**DATASET ENTRIES:**
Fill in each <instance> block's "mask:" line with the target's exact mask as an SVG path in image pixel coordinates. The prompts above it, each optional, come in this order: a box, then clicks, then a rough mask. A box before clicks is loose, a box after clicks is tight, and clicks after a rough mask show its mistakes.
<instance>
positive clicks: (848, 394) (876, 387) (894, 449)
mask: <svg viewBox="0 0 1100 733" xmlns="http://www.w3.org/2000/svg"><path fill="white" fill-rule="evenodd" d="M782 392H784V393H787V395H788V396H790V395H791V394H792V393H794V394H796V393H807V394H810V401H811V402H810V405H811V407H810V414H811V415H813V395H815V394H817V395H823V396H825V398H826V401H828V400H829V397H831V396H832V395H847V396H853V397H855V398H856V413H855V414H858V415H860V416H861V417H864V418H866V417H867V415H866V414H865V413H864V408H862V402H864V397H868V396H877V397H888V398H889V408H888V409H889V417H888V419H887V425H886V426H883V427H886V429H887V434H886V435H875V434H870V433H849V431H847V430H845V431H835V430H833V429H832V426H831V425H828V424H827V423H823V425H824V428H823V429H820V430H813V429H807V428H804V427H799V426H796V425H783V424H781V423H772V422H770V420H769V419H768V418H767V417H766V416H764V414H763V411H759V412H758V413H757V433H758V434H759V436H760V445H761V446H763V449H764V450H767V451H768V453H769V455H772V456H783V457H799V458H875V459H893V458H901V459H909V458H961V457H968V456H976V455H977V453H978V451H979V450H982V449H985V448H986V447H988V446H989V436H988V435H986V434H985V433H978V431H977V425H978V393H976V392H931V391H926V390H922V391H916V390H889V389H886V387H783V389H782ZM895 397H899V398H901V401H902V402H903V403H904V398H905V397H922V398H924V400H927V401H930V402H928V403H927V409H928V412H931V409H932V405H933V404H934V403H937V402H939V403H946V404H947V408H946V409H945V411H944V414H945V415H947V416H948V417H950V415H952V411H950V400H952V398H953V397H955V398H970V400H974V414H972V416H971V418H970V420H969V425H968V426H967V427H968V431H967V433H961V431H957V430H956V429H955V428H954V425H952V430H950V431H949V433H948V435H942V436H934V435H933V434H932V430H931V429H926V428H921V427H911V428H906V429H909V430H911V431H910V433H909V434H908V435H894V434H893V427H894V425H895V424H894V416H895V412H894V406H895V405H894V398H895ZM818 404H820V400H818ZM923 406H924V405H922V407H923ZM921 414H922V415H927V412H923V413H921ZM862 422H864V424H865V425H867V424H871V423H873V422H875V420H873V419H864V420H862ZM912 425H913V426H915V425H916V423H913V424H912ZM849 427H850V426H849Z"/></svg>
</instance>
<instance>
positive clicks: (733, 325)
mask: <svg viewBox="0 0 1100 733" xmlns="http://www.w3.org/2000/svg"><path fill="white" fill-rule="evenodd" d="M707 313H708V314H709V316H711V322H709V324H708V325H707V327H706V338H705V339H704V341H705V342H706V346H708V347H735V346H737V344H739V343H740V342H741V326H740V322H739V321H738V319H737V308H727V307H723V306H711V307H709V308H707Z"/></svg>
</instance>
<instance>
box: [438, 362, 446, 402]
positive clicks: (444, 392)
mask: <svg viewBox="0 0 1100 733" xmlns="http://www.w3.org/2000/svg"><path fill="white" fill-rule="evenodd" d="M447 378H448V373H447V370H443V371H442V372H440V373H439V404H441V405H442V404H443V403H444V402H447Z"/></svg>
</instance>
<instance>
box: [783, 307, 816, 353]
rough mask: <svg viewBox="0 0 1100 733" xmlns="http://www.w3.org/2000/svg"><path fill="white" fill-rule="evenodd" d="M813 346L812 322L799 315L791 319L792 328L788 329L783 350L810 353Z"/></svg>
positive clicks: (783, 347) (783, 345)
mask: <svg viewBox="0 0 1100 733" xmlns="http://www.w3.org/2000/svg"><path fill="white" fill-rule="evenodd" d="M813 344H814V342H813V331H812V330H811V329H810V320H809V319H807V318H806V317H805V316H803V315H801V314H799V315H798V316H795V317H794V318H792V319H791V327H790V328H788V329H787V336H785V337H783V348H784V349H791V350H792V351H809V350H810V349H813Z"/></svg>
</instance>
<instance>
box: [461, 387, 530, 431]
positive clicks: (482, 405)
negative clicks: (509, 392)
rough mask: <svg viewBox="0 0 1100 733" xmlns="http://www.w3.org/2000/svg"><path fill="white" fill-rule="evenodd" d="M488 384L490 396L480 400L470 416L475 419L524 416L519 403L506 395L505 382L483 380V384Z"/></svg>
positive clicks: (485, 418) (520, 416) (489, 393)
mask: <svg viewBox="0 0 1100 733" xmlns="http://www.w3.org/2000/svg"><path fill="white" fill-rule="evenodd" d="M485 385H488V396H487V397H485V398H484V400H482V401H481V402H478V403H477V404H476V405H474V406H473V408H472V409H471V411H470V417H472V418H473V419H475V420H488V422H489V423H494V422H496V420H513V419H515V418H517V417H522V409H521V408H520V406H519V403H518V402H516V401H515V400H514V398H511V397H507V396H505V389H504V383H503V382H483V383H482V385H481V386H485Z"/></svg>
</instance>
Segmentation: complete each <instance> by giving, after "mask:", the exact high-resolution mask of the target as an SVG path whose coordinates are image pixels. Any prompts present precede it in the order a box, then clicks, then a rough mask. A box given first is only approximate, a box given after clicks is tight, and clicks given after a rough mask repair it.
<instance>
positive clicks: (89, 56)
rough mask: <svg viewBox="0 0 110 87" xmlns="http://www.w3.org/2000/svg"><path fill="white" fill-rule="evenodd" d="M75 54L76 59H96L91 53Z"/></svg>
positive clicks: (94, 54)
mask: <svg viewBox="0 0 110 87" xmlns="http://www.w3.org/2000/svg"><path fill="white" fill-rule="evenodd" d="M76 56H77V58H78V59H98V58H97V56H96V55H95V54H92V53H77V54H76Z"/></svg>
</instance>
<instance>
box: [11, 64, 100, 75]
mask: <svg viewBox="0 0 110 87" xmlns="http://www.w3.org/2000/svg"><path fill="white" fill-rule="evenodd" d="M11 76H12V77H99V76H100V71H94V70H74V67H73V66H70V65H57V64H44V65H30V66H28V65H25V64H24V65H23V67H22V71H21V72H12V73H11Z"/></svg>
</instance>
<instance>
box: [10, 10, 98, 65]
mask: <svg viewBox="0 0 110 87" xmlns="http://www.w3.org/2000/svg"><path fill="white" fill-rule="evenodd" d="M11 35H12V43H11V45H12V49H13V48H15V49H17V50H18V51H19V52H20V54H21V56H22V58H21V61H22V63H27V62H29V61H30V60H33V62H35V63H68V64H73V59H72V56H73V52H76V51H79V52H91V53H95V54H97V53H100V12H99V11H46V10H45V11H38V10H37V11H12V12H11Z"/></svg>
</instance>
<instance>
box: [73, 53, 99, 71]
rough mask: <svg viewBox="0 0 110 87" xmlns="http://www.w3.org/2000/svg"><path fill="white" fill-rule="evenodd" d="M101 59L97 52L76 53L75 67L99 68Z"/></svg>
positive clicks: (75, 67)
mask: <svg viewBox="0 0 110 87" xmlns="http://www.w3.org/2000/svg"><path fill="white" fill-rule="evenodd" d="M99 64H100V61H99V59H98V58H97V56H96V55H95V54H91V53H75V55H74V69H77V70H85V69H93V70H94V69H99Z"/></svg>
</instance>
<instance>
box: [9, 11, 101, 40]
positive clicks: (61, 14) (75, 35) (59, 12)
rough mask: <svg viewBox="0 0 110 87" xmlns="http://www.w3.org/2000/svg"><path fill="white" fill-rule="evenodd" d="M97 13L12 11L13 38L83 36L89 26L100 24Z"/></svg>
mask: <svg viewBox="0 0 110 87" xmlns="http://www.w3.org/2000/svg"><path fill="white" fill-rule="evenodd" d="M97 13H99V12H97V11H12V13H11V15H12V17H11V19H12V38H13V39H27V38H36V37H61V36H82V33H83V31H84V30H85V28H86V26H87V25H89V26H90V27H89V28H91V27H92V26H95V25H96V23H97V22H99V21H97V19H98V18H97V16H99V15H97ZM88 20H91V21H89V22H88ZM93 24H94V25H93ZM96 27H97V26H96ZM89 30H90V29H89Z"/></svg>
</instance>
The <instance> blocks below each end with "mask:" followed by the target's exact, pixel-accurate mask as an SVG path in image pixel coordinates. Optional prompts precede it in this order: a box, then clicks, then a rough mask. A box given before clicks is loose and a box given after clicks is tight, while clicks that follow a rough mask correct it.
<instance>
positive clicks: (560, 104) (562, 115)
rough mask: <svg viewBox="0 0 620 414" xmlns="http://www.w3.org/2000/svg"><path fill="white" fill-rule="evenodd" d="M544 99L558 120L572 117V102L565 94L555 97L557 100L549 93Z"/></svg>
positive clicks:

**TASK DETAILS:** Copy the entries word for word, from their first line through the line containing "positive clicks: (848, 394)".

**SOLUTION FOR THIS EXERCISE:**
Fill in each <instance> block's "mask:" line with the target's exact mask as an SVG path in image pixel coordinates. The prompts above it, each optional, come in this order: a box, then clicks, then a rough mask. A box before clicks is loose, a box after clicks is tight, and clicks after a rough mask show its mistakes.
<instance>
positive clicks: (848, 394) (876, 387) (894, 449)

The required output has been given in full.